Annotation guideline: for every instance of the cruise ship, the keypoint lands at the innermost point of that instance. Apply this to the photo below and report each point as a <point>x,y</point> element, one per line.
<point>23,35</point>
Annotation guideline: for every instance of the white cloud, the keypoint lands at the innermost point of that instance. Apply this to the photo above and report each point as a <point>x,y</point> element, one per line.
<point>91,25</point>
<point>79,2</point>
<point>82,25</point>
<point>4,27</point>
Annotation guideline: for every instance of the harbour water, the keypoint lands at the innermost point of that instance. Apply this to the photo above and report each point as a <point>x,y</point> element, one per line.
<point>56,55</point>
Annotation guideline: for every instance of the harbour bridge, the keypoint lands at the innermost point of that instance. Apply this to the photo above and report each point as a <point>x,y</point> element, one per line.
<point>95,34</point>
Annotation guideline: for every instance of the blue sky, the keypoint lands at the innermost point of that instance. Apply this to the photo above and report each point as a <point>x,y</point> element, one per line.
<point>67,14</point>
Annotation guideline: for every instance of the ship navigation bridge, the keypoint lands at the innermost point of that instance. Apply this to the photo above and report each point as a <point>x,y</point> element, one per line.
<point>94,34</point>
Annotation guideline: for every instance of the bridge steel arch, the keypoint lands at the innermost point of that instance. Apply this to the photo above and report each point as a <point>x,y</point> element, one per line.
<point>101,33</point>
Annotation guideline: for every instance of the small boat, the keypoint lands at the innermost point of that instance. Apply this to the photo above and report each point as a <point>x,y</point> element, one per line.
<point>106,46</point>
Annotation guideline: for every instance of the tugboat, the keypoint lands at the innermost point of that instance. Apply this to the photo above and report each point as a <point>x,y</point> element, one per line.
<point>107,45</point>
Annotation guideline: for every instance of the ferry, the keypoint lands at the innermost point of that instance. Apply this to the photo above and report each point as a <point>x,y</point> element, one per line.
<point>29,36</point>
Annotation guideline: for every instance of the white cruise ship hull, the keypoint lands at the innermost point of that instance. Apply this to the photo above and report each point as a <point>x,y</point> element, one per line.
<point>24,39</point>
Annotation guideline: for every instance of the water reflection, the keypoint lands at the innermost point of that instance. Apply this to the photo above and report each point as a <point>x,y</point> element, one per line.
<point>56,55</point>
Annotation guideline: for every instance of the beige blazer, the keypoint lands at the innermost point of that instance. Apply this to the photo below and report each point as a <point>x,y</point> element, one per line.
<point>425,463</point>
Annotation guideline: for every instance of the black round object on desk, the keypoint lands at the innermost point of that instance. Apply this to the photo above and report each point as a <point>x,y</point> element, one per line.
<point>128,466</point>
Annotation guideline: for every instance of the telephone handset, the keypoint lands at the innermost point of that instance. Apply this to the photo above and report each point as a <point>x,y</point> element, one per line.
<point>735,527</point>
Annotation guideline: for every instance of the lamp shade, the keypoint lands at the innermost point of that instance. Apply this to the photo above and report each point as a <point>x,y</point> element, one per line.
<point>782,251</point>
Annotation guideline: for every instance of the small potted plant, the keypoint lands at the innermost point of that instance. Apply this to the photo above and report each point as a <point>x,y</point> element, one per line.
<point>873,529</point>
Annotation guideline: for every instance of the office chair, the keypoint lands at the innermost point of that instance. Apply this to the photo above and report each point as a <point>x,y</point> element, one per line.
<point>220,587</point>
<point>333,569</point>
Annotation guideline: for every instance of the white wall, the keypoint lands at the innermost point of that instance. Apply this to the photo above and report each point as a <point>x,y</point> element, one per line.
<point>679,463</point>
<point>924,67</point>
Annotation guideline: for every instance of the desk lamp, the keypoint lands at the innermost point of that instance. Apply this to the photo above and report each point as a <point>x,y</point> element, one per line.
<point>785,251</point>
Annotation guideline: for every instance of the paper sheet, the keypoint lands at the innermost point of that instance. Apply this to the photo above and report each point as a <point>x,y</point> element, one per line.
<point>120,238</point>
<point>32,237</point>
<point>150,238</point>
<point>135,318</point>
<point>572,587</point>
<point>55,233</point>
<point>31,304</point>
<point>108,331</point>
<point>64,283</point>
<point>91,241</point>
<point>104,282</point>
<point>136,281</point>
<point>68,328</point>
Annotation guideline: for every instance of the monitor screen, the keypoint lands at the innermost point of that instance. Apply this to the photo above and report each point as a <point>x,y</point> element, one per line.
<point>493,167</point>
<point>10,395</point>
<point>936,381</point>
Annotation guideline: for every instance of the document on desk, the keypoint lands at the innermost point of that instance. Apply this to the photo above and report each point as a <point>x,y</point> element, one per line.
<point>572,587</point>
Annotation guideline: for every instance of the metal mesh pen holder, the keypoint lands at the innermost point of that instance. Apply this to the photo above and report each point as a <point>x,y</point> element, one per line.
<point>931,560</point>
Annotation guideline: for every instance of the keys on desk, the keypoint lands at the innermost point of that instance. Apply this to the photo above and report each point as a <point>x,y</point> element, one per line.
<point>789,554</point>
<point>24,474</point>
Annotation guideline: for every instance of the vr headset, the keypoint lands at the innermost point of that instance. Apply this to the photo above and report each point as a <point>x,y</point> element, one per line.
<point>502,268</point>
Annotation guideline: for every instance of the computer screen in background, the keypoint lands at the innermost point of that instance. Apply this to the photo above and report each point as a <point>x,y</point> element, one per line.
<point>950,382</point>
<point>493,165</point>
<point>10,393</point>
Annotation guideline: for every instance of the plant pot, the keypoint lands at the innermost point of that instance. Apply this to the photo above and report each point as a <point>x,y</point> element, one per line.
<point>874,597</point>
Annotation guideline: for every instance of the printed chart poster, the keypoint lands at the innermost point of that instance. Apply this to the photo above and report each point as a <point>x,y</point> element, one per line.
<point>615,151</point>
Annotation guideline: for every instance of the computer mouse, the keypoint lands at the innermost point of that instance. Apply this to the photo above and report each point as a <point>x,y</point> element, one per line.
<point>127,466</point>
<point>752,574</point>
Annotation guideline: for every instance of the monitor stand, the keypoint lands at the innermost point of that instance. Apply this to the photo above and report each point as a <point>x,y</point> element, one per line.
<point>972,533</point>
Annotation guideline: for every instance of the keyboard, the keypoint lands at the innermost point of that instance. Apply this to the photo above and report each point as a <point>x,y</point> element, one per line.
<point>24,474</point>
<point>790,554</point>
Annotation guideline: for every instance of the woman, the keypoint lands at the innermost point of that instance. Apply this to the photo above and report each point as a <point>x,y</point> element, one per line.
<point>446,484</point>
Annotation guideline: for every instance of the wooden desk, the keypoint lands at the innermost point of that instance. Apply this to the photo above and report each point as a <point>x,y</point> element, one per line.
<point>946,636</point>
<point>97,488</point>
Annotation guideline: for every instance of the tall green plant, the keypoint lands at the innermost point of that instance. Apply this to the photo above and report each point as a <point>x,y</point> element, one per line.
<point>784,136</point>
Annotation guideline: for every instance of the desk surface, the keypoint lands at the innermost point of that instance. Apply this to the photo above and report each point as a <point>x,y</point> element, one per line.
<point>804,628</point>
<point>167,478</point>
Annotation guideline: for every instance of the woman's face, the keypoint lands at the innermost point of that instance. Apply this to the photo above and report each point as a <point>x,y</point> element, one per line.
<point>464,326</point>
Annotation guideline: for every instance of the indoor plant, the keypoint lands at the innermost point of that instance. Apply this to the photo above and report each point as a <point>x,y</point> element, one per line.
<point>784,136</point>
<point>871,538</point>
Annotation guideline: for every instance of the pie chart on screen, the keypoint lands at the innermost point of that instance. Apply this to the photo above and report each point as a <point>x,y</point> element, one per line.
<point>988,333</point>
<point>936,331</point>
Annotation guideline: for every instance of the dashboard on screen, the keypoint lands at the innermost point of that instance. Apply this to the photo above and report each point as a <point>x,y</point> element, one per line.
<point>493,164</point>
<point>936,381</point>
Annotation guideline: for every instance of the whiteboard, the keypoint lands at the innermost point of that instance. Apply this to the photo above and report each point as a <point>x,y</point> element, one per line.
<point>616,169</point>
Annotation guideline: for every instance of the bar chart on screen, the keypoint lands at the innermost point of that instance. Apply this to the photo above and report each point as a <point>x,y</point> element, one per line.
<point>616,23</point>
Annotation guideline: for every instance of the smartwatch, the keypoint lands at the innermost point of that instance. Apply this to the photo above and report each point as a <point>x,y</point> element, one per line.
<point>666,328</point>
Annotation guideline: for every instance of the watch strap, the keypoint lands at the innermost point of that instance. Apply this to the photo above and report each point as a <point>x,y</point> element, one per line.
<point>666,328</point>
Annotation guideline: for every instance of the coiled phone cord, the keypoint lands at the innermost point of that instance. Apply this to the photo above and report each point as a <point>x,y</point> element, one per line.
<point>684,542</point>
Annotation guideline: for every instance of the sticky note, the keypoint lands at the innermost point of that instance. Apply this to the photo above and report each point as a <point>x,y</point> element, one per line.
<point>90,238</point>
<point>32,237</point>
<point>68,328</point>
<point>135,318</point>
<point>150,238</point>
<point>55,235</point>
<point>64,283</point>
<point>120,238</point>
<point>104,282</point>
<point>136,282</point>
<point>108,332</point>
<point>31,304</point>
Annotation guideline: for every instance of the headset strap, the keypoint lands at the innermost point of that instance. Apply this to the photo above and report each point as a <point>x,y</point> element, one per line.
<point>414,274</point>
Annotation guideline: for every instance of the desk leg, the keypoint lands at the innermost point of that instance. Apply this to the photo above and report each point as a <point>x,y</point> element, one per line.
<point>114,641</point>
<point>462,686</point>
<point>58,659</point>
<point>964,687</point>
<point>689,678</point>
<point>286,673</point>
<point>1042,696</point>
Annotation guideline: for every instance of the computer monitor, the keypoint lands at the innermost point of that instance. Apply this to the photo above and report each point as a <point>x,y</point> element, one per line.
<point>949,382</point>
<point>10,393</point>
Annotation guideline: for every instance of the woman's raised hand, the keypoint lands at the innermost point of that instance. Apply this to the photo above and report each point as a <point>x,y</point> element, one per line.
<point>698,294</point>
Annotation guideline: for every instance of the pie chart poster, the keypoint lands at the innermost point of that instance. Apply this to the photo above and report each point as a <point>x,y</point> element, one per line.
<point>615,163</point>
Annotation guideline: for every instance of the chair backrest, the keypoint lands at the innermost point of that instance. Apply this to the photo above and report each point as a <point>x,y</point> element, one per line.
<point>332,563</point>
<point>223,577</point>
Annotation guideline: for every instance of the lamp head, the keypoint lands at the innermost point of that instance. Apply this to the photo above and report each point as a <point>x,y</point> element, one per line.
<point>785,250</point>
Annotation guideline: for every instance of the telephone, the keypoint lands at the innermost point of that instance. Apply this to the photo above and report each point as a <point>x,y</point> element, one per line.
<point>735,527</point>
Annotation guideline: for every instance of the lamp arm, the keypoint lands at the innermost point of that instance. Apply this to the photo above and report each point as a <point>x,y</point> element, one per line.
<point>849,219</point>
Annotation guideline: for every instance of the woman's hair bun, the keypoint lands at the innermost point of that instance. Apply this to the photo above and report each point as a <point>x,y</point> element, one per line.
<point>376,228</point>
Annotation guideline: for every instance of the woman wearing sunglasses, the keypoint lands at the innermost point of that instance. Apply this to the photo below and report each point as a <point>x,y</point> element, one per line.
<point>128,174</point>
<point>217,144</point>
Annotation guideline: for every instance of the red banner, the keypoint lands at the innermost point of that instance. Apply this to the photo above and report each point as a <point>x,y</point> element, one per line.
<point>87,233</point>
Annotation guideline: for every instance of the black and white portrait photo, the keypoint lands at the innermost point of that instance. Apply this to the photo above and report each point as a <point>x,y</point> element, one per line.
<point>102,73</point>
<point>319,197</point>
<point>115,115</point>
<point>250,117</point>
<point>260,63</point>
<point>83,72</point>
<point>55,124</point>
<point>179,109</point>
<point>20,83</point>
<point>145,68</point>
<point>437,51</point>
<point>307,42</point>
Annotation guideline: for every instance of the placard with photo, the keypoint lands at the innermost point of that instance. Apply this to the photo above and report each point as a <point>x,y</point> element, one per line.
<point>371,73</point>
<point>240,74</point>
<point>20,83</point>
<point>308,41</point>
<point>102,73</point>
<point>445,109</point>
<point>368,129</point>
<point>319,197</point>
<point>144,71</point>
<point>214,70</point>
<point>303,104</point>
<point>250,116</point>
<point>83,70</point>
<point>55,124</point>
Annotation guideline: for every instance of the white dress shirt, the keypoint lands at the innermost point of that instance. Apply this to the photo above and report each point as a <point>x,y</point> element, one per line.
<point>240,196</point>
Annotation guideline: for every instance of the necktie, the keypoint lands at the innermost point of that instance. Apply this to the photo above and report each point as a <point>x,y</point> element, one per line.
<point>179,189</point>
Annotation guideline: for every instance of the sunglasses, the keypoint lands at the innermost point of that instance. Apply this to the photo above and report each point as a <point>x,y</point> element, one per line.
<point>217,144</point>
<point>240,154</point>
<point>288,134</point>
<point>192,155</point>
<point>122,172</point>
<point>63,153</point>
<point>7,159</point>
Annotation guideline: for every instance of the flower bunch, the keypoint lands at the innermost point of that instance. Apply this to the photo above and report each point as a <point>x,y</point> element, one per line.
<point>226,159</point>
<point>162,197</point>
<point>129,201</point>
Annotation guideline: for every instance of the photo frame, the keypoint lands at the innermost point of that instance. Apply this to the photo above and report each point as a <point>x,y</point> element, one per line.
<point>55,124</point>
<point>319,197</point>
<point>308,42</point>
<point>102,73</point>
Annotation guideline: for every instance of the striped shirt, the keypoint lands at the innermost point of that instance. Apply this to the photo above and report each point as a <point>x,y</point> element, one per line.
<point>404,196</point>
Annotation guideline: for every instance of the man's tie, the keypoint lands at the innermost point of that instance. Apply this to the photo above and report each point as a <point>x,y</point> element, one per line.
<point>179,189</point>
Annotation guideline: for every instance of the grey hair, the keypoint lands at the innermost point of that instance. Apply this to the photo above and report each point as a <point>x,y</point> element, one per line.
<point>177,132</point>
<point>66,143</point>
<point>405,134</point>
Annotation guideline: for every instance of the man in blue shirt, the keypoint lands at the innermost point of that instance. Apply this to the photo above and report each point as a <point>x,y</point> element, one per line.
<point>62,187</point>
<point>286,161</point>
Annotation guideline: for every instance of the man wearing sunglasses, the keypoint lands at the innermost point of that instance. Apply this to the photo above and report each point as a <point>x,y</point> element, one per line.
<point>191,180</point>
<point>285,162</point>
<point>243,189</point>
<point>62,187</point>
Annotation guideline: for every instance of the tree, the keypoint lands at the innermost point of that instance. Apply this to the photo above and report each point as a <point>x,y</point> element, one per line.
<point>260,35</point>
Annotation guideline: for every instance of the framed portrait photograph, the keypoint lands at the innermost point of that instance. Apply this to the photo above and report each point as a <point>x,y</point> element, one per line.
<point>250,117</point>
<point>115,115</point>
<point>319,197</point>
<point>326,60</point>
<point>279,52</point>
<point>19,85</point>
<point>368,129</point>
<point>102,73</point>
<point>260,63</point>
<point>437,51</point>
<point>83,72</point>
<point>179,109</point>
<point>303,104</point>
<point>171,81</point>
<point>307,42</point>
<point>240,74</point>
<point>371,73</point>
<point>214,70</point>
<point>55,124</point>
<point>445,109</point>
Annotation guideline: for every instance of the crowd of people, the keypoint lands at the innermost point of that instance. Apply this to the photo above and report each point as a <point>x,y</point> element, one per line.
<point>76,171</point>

****

• _What you need to do_
Please make an exact copy of the lines from the one holding "Annotation guideline: for every instance of the man in" through the final line of the records above, nothing more.

• _Answer box_
Annotation guideline: for every instance of the man in blue shirt, the keypoint lands at the innermost point of that instance. Apply this to the photo above and report each point as a <point>x,y</point> element, one per line.
<point>62,187</point>
<point>286,161</point>
Annotation guideline: for every instance of the man wearing sunglasses, the keypoint lands at the innermost point of that instance. Apply this to the photo above and report each point as a <point>x,y</point> element, one per line.
<point>191,180</point>
<point>285,162</point>
<point>243,189</point>
<point>62,187</point>
Annotation guideline: for every instance of the tree, the keypoint lands at the innermost point of that instance. Apply this to the photo above and report each point as a <point>x,y</point> element, one per line.
<point>260,35</point>
Annotation guideline: for every instance of the framed portrait photograph, the keypoint lands at the innermost point of that instance. Apply this to the photo above and report each point as a <point>x,y</point> element, one per line.
<point>250,117</point>
<point>115,115</point>
<point>319,197</point>
<point>326,60</point>
<point>279,52</point>
<point>19,85</point>
<point>368,129</point>
<point>102,73</point>
<point>260,63</point>
<point>437,51</point>
<point>83,72</point>
<point>179,109</point>
<point>303,104</point>
<point>171,81</point>
<point>307,42</point>
<point>240,74</point>
<point>371,73</point>
<point>214,70</point>
<point>55,124</point>
<point>445,109</point>
Annotation guideline: for every instance of the crowd of people, the keypoint lands at the innermost point of that instance. Apply this to the photo above and report each point as a <point>x,y</point> element, one per line.
<point>76,171</point>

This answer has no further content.